Records shown below:

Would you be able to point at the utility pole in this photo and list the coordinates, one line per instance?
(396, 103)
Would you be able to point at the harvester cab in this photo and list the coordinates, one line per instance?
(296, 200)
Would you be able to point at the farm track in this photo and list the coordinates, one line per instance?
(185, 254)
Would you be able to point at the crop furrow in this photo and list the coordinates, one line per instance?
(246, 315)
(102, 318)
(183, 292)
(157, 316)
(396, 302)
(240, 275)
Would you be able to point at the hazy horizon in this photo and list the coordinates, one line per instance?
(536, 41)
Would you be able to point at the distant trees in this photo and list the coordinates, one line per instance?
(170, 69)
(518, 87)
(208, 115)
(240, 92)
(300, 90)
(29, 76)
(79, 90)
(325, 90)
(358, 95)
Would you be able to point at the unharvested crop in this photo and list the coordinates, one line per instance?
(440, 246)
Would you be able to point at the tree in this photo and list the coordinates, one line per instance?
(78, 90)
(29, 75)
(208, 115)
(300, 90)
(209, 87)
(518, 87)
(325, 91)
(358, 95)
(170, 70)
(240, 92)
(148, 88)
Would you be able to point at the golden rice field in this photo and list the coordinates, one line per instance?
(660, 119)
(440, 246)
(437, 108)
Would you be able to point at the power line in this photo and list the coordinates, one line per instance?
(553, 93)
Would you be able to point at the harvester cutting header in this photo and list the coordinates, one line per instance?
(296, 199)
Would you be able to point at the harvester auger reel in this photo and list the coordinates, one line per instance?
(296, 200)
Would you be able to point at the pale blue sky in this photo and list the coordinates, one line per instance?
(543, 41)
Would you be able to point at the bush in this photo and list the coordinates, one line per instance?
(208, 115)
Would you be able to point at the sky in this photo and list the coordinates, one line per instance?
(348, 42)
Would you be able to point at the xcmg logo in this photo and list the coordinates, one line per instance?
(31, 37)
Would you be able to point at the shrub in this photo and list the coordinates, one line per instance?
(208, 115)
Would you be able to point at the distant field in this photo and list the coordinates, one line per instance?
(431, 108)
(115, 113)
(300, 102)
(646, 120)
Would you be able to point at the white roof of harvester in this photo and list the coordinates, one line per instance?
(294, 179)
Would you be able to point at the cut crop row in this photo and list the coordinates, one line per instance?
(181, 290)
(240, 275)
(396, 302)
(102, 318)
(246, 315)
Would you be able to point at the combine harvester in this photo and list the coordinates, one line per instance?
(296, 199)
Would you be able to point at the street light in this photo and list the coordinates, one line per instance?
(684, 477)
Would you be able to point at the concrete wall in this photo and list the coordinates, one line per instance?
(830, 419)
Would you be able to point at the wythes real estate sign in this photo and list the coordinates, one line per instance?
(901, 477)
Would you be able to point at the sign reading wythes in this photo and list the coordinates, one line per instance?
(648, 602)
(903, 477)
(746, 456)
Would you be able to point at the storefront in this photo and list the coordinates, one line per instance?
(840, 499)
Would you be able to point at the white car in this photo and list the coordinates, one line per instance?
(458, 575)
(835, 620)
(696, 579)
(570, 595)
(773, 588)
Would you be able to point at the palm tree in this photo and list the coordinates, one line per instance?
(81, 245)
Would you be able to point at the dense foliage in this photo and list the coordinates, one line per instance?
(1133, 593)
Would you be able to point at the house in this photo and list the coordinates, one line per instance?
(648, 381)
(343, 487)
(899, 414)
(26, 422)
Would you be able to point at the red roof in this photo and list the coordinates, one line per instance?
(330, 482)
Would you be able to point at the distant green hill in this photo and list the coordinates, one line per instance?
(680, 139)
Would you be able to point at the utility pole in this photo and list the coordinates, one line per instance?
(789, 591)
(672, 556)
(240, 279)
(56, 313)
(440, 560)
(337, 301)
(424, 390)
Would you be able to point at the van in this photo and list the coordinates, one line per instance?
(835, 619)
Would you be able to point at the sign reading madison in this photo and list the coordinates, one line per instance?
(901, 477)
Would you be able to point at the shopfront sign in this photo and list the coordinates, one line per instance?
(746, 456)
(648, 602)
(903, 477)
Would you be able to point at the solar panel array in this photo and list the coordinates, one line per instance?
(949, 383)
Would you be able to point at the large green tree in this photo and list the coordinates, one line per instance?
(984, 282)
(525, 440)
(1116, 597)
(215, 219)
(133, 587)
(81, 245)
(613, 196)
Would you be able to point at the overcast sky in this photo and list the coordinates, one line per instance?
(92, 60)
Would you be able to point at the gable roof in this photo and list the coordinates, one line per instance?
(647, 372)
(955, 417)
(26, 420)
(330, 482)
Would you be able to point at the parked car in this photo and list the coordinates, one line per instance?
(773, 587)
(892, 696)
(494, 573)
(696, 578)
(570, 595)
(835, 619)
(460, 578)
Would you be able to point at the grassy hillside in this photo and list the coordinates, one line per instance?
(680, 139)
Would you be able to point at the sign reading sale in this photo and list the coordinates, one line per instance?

End of Records shown.

**What is expected:** Every entry in the listing should be retyped exactly.

**Reply:**
Would you be able to point at the utility pole in this photo and list the coordinates, one line per instance?
(396, 103)
Would you be able to point at the harvester cab in this photo and list the coordinates, one line per instance?
(296, 200)
Would you be able to point at the farm track in this photo and list the coordinates, one line per instance?
(185, 254)
Would you be able to point at the crop furrow in this photo and list the coordinates, one line per instance?
(246, 315)
(102, 318)
(183, 292)
(157, 316)
(396, 302)
(240, 275)
Would you be able to point at the hazy horizon in this photo and list the coordinates, one line per instance?
(536, 41)
Would you be able to point at the distant trees in this photo and list the coordinates, one line per instance?
(170, 69)
(518, 87)
(208, 115)
(240, 92)
(300, 90)
(29, 76)
(79, 90)
(325, 90)
(358, 95)
Would you be able to point at the unharvested crop in this photo and list the coordinates, one line per instance?
(440, 246)
Would you be able to point at the tree in this photo and list the coordinates, one line per instance?
(78, 90)
(29, 75)
(208, 115)
(300, 90)
(209, 87)
(518, 87)
(325, 91)
(358, 95)
(170, 70)
(240, 92)
(148, 88)
Would you be able to point at the golden rice field in this photo and list the coordinates, one line per instance?
(660, 119)
(440, 246)
(437, 108)
Would you be able to point at the power line in this photo and list the coordinates, one line per instance?
(553, 93)
Would you be able to point at the harvester cutting header in this photo and list the coordinates, one line per instance?
(296, 199)
Would you be able to point at the harvester auger reel in this photo and list the coordinates, one line per instance?
(296, 200)
Would you be able to point at the pale blue sky in this photo and list the coordinates, one line per instance?
(543, 41)
Would you be able to point at the bush in this photo and list the coordinates, one line per instance?
(208, 115)
Would you be able to point at the sky in this photo and list the coordinates, one line per instance?
(348, 42)
Would you be able to point at the xcmg logo in this photo and list the coordinates, one line per instance?
(31, 37)
Would you be able to point at the shrub in this photo and list the coordinates, one line per instance?
(208, 115)
Would you be able to point at the distant field in this photo and list the coordinates, one line per instance?
(431, 108)
(115, 113)
(300, 102)
(646, 120)
Would you be able to point at the white roof of harvester in this photo and list the coordinates, one line per instance?
(294, 179)
Would you be able to point at the cut crop row in this photo and list the coordinates, one line per instance?
(181, 290)
(240, 275)
(396, 302)
(102, 318)
(246, 315)
Would you be able to point at the combine harvester in this photo and list the coordinates, one line per instance?
(296, 199)
Would you be able to point at the street light in this photo and list the coordinates, one line per instance?
(684, 477)
Would you be able to point at the concrete wall in this photo and list the coordinates, one line per instance?
(830, 419)
Would you be able to point at the wythes real estate sign in this photo and list the coordinates, one line per instance?
(901, 477)
Would you be able to point at the sign reading wythes in this photo and list the coordinates, one line per instance?
(648, 602)
(903, 477)
(746, 456)
Would you be able to point at the storefront in this photo and list the coordinates, one line per instance?
(840, 499)
Would you be able to point at the white car in this photo and list the coordinates, one line per instance?
(458, 575)
(835, 620)
(696, 579)
(570, 595)
(773, 588)
Would you be able to point at the palm tree in this photo and list the coordinates, one line per instance?
(81, 245)
Would you be able to point at the dense foliage in this photo and list the coordinates, one line per instance?
(1133, 593)
Would you be able to point at the house in this photo and list the coordinates, one line per instance?
(648, 381)
(343, 487)
(899, 414)
(26, 422)
Would you be able to point at the red roof in this photo and list the coordinates, one line per instance?
(330, 482)
Would you be able to point at the distant green hill in this photo and list the coordinates, one line per instance?
(680, 139)
Would you be able to point at the utility pole in this photo and list the coordinates, one line per instance?
(789, 591)
(672, 556)
(240, 279)
(56, 313)
(440, 560)
(337, 301)
(424, 390)
Would you be able to point at the van in this photo and list the coordinates, one line per instance?
(835, 619)
Would you be able to point at the sign reading madison in this photo and list the coordinates, one line per instance?
(901, 477)
Would you be able to point at the shopfront sign in this photo and list the coordinates, one line per instance?
(746, 456)
(648, 602)
(903, 477)
Would you be able to point at the solar panel array in this photo and list the coordinates, one line per instance?
(949, 383)
Would you be able to point at the large green tree in this photo and list the coordinates, one line per instance?
(984, 282)
(525, 440)
(1116, 597)
(215, 219)
(133, 587)
(81, 245)
(613, 196)
Would you be able to point at the overcast sky in this photo and list the coordinates, one line per instance?
(92, 60)
Would you be able to point at the gable roof in this photo and list the coordinates, one line per instance?
(647, 372)
(955, 417)
(26, 420)
(330, 482)
Would you be able to point at the parked car in this photo and list the coordinates, one line per instance?
(773, 587)
(892, 696)
(494, 573)
(696, 578)
(570, 595)
(835, 619)
(460, 578)
Would you be able to point at the grassy hillside in this photo and list the coordinates, one line per instance?
(680, 139)
Would you be able to point at the sign reading sale in this photo and list the coordinates, one line per instance?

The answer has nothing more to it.